▶ ACTIONS TO TAKE:
1. List every person in the nitrogen fixation project listing whose affiliation is given as being in the U.S.
2. Resume the nitrogen fixation project listing from the point where it stops.

(DOCUMENT PASSAGE Opens)

Enhancing biological nitrogen fixation (BNF) of leguminous crops grown on degraded soils in Uganda, Rwanda, and Tanzania
Iowa State University
Makerere University; WSU; USDA-ARS; Michigan State Universsity; VEDC; Sokoine University of Agriculture; ISAR; Becker Underwood, Inc; NCRI; amson technology l.c.
Mateete Bekunda: Makerere, Uganda; Lynne Carpenter-Boggs: WSU, U.S.; Karen Cichy: USDA-ARS, U.S.; James D. Kelly: MSU, U.S.; Phillip Miklas: USDA-ARS, U.S.; Henry Kizito; Musoke: VEDC, Uganda; Susan Mchimbi-Msolla, SUA, Morogoro, Tanzania; Augustine Musoni, ISAR Nygatare; Eda Reinot: Becker Underwood, Inc., U.S.; Hamisi Tindwa: SUA, Morogoro, Tanzania; Michael Ugen: NCRI, Uganda; Peg Armstrong-Gustafson: amson technology l.c., U.S.

(DOCUMENT PASSAGE Closes)
(AVAILABLE DATA Opens)

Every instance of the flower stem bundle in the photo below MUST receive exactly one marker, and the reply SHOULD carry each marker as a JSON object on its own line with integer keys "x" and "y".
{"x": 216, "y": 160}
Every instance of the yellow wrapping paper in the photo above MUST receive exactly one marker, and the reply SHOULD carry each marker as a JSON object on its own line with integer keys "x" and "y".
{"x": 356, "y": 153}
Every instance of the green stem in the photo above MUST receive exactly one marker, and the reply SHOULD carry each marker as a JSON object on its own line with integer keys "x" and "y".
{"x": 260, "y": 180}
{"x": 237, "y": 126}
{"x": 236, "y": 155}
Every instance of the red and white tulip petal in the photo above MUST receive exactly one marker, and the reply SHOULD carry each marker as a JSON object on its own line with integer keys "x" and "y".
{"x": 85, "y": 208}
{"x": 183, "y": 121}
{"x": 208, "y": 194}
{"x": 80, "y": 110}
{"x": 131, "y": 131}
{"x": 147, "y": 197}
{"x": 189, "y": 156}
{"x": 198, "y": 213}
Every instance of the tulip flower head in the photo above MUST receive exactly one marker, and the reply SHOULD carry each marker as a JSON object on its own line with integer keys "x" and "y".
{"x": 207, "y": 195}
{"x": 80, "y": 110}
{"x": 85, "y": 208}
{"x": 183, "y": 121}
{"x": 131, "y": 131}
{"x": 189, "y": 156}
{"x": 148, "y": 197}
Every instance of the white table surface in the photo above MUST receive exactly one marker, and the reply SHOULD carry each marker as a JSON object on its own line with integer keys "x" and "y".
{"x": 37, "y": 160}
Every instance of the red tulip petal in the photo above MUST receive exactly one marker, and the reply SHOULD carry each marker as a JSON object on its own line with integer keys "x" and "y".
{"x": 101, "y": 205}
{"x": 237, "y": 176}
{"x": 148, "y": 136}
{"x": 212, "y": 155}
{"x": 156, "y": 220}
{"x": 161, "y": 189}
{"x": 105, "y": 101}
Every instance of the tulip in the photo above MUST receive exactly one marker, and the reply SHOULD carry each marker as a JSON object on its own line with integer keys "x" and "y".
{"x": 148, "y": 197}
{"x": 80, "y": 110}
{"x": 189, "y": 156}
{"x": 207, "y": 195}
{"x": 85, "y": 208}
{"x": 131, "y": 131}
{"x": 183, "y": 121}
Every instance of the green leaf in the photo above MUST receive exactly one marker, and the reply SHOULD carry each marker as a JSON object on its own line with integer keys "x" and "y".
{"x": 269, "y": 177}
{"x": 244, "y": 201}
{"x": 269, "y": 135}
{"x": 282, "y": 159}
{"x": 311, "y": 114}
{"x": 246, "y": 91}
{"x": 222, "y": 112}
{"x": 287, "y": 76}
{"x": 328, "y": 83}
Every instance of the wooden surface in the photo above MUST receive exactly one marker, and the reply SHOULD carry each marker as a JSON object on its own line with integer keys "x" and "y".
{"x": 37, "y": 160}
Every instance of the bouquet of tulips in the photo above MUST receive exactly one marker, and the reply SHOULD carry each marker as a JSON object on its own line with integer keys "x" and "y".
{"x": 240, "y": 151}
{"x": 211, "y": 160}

(AVAILABLE DATA Closes)

▶ EXPECTED RESPONSES:
1. Lynne Carpenter-Boggs, Karen Cichy, James D. Kelly, Phillip Miklas, Eda Reinot, Peg Armstrong-Gustafson

2.
Common beans are the most important legume crop in Uganda, Rwanda and Tanzania occupying a very large proportion of land devoted to legumes. For example, over 45% of the protein intake by Ugandans comes from beans providing 25% of dietary calories. Likewise, over 75% of rural households in Tanzania depend on beans for daily subsistence. Common bean is an important source of protein for low-income families in rural and urban areas providing about 38% of utilizable protein and 12-16% of daily caloric requirements. Improved bean production in Uganda, Rwanda, and Tanzania offers unique opportunities to address the deteriorating food security situation there and elsewhere in sub-Saharan Africa.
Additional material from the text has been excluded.